Rewrite the records between the line holding "detect the makeup" and the line holding "left=178, top=270, right=216, bottom=335", inclusive. Leave the requests and their format samples unchanged, but multiply each bounding-box coordinate in the answers by 0.95 and round to the nearest whole number, with halves rounded up.

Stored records
----
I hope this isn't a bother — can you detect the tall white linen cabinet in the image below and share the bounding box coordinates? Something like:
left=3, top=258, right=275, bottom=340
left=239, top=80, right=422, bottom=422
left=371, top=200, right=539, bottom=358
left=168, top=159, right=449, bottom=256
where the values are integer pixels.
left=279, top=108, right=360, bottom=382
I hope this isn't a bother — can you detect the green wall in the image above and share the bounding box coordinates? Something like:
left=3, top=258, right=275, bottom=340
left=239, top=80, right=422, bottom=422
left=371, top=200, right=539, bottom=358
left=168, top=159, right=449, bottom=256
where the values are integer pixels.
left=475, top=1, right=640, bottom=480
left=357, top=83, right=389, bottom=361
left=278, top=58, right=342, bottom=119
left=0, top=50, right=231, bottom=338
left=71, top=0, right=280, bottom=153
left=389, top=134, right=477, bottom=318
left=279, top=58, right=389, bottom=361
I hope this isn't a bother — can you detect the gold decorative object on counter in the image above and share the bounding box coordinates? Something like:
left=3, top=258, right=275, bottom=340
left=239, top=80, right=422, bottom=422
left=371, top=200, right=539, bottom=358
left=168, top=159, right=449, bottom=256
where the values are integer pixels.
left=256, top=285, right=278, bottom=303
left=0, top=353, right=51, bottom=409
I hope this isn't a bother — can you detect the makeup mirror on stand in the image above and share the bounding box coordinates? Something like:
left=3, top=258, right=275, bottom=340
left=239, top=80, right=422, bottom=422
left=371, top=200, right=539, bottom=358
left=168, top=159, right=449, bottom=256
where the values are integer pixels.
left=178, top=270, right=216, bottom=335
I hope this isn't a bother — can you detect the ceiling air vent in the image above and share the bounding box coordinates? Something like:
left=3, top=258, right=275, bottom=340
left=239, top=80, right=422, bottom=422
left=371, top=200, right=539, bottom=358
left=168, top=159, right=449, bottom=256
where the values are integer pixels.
----
Output below –
I hope this isn't a bother — can you detect the makeup mirror on stand in the image above and share the bounding box coordinates? Something like:
left=3, top=258, right=275, bottom=340
left=239, top=80, right=422, bottom=422
left=371, top=200, right=539, bottom=358
left=168, top=159, right=449, bottom=256
where the values are integer pixels.
left=169, top=257, right=205, bottom=318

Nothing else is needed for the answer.